Records provided:
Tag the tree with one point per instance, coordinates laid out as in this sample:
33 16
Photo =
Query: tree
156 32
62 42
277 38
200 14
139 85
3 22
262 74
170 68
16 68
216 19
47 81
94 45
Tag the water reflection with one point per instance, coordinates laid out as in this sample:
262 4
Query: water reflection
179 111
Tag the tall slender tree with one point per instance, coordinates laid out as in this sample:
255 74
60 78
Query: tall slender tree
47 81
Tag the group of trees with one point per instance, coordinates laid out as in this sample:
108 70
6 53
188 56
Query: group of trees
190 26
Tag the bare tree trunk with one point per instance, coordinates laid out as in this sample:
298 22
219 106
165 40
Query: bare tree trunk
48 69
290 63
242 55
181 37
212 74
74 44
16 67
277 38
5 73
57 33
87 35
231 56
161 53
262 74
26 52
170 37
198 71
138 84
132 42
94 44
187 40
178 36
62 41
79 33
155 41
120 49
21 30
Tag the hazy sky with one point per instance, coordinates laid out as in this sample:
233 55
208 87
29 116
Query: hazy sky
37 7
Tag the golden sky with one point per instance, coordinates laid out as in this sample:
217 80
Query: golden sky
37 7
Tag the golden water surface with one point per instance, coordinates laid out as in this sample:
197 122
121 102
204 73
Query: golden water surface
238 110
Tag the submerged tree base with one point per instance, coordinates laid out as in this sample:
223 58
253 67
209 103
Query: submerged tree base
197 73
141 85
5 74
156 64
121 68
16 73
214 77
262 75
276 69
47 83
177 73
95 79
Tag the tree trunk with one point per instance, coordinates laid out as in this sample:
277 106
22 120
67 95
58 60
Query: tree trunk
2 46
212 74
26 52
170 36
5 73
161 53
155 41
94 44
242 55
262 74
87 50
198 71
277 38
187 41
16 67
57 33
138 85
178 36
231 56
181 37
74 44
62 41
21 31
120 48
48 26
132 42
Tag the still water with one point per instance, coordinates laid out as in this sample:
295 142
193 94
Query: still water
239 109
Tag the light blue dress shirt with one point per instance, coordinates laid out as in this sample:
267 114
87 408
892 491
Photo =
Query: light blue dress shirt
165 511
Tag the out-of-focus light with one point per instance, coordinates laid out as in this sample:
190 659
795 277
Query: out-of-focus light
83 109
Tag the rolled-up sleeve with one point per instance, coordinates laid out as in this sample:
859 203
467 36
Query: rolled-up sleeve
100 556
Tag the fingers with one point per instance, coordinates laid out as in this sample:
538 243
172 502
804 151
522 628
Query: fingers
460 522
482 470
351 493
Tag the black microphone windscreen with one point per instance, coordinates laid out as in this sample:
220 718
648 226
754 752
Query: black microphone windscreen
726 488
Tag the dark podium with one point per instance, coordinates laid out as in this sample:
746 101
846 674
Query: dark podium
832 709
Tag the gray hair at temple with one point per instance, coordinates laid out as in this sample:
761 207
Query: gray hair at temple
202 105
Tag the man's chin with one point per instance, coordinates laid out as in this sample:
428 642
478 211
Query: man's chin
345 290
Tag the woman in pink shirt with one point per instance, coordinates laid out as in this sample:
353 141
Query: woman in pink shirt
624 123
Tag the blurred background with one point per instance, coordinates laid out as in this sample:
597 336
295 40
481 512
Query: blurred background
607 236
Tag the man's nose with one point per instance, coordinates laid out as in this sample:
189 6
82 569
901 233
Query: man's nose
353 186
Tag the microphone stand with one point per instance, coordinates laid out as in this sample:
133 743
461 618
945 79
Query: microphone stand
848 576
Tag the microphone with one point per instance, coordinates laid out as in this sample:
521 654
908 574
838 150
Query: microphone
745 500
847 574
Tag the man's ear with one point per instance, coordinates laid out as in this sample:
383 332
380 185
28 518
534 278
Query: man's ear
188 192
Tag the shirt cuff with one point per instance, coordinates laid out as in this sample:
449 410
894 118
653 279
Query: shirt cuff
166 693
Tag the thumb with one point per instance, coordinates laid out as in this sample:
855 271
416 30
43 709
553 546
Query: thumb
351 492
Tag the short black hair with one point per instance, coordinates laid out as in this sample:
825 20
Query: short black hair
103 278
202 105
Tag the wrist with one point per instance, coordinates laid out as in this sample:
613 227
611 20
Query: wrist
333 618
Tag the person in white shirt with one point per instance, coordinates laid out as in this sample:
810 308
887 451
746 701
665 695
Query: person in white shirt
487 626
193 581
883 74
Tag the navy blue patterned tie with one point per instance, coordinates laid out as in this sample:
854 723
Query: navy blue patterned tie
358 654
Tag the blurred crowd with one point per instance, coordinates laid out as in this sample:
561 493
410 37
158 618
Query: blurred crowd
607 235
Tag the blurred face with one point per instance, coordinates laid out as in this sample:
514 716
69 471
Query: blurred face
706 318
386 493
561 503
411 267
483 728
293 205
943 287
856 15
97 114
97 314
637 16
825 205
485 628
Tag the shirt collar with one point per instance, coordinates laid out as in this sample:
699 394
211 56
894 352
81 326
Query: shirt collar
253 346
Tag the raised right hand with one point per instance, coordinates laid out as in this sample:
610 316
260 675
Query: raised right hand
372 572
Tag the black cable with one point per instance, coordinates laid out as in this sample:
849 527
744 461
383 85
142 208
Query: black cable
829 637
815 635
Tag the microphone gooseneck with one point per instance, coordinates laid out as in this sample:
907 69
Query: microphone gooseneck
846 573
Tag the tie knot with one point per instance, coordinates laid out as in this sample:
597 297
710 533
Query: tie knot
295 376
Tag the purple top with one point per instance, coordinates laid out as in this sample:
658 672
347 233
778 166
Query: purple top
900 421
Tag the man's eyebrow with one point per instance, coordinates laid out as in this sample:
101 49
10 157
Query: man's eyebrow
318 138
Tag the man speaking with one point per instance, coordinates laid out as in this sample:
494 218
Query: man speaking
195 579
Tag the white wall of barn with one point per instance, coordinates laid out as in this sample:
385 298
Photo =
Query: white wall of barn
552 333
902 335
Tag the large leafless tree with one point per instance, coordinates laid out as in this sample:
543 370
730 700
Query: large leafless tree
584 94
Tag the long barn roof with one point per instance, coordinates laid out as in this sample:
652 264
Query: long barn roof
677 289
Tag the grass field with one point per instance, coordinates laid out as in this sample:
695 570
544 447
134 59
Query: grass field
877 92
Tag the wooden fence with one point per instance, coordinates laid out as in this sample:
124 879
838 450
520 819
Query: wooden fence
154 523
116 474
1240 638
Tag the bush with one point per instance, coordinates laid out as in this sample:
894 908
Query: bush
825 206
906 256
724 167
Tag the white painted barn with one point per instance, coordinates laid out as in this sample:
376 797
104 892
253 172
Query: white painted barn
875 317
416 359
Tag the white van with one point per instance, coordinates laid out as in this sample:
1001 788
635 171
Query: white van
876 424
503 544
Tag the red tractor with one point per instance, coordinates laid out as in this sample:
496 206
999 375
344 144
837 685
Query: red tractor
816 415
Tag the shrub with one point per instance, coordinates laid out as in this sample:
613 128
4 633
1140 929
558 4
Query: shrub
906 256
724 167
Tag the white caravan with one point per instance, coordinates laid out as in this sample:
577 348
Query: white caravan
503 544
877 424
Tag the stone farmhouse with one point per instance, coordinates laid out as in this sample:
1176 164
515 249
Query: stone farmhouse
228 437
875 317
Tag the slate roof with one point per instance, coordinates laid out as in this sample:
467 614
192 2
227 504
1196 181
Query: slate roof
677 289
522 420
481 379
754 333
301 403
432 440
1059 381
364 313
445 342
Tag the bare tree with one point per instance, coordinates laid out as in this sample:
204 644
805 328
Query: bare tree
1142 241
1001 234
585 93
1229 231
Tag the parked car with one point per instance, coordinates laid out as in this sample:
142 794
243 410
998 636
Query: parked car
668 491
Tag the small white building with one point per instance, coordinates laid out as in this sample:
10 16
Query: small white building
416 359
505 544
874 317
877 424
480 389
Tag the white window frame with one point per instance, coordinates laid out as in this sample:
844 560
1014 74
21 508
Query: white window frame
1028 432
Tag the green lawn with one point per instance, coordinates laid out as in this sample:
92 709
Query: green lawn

Brief: Check every line of the records, and copy the ones that hold the word "lawn".

Reply:
Tag the green lawn with one point per instance, coordinates laid out as in this sample:
Query: green lawn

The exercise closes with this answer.